(Information given begins)

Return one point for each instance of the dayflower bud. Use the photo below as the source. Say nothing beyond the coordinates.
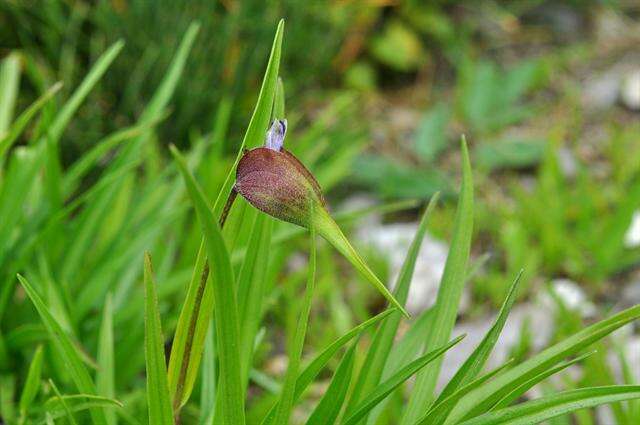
(274, 181)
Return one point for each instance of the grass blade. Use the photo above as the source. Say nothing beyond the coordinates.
(384, 389)
(225, 307)
(327, 410)
(527, 385)
(259, 122)
(449, 293)
(31, 385)
(481, 399)
(475, 362)
(438, 413)
(105, 378)
(287, 396)
(190, 333)
(158, 400)
(67, 348)
(537, 411)
(383, 339)
(312, 370)
(9, 85)
(251, 287)
(317, 364)
(63, 403)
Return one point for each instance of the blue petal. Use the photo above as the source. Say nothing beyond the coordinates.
(276, 134)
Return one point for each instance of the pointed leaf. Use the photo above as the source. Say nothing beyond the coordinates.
(158, 399)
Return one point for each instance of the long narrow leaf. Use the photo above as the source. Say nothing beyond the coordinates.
(259, 122)
(449, 293)
(438, 413)
(331, 403)
(312, 370)
(540, 410)
(287, 396)
(383, 339)
(385, 388)
(67, 348)
(225, 308)
(481, 399)
(475, 362)
(158, 400)
(32, 383)
(105, 378)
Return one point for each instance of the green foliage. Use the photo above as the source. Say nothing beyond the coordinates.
(76, 217)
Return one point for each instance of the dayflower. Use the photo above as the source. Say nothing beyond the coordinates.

(Information given ends)

• [Exercise directions]: Write the records out again exactly as shown above, keeping no pictures.

• [Completed exercise]:
Return one point for each instance of the dayflower bud. Use the photo below as the source. Say nothing beyond the coordinates.
(274, 181)
Return one point for each instance of the grass blade. Use the photo above as the source. Say nothing beyond the coordinates.
(384, 389)
(225, 307)
(327, 410)
(527, 385)
(259, 122)
(449, 293)
(31, 385)
(481, 399)
(475, 362)
(438, 413)
(105, 378)
(287, 396)
(190, 333)
(158, 400)
(67, 348)
(537, 411)
(383, 339)
(312, 370)
(9, 85)
(251, 287)
(317, 364)
(63, 403)
Return one point for each instance of the blue petal. Use the photo above as the source. Say nothing beyond the coordinates.
(276, 134)
Return one point for each instance of the pointed leaf. Use the photo above as the source. Say nothing beyond the coordinates.
(158, 399)
Return one point for each instance of the long narrow leaf. Use the photo above as the source. Say nothing beyond the coordinates.
(259, 122)
(449, 293)
(438, 413)
(331, 403)
(312, 370)
(540, 410)
(287, 396)
(383, 339)
(385, 388)
(67, 348)
(225, 308)
(481, 399)
(475, 362)
(158, 400)
(32, 383)
(105, 378)
Return one point for each instance of the green foliage. Use the photo above as the source. Say nothing beyond the coordinates.
(76, 217)
Return one point for each instance of the dayflower. Use the photo above as the source. Say nothing beyond the coordinates.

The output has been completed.